• **The exercise**: In the records, change "response" to "result" in the lines from the line with "trace --target=boy's hand" to the line with "125L143 130L149 143L144", and give those lines again with nothing else altered.

▬▬▬

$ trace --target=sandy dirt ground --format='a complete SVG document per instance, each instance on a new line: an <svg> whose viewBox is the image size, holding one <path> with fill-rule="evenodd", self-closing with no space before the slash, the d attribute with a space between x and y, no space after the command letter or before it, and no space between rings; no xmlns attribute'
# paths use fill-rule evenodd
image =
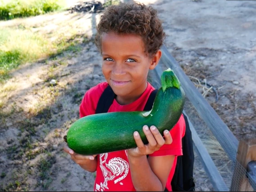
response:
<svg viewBox="0 0 256 192"><path fill-rule="evenodd" d="M234 134L239 138L255 132L256 3L140 1L157 9L165 44L191 80L206 80L217 90L217 102L213 91L206 99ZM0 22L0 27L22 23L35 32L68 33L68 25L88 39L78 45L79 51L21 66L0 88L5 104L0 116L1 191L93 190L95 174L81 169L62 148L85 92L104 81L101 59L91 39L99 18L98 14L64 12ZM52 78L55 86L50 83ZM212 191L195 155L196 190Z"/></svg>

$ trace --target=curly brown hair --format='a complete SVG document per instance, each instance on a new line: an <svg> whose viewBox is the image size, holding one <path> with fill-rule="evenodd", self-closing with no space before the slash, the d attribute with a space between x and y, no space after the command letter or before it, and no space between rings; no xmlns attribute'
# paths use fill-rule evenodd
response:
<svg viewBox="0 0 256 192"><path fill-rule="evenodd" d="M101 16L96 29L95 43L101 53L101 37L104 33L138 35L144 43L145 52L150 55L157 52L165 37L156 10L138 2L109 6Z"/></svg>

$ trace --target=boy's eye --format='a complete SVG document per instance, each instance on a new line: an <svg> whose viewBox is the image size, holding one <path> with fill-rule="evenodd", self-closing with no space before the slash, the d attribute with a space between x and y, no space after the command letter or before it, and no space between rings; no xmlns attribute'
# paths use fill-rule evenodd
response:
<svg viewBox="0 0 256 192"><path fill-rule="evenodd" d="M126 61L128 61L128 62L135 62L135 60L132 59L128 59L127 60L126 60Z"/></svg>
<svg viewBox="0 0 256 192"><path fill-rule="evenodd" d="M107 58L105 59L104 60L105 60L108 61L114 61L114 60L113 59L112 59L111 58L110 58L109 57L108 57Z"/></svg>

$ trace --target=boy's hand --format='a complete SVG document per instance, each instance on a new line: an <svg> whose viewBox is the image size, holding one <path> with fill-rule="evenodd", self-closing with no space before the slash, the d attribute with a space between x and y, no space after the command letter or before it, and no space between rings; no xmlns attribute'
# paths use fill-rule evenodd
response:
<svg viewBox="0 0 256 192"><path fill-rule="evenodd" d="M144 125L143 130L149 143L144 145L139 133L137 131L133 133L133 137L137 144L137 147L127 150L130 156L137 157L151 154L158 150L163 145L170 144L173 142L170 132L167 130L164 131L165 138L154 126L151 126L149 128L147 125Z"/></svg>
<svg viewBox="0 0 256 192"><path fill-rule="evenodd" d="M94 158L97 156L97 155L82 155L76 153L73 150L69 147L68 146L65 146L63 148L63 150L66 153L70 155L72 160L79 165L87 164L89 161L94 160Z"/></svg>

▬▬▬

• **Problem solution**:
$ trace --target=boy's hand --format='a complete SVG document per instance, each instance on a new line: an <svg> whose viewBox is the image size, holding one <path> with fill-rule="evenodd", self-closing with no space before the slash, the d attribute with a space between x and y, no space after the command letter or before it, and no space between rings; no xmlns attribute'
# paths use fill-rule evenodd
result:
<svg viewBox="0 0 256 192"><path fill-rule="evenodd" d="M144 125L143 130L149 143L144 145L139 133L137 131L133 133L133 137L137 144L137 147L127 150L130 156L137 157L151 154L158 150L163 145L170 144L173 142L170 132L167 130L164 131L165 138L154 126L151 126L149 128L147 125Z"/></svg>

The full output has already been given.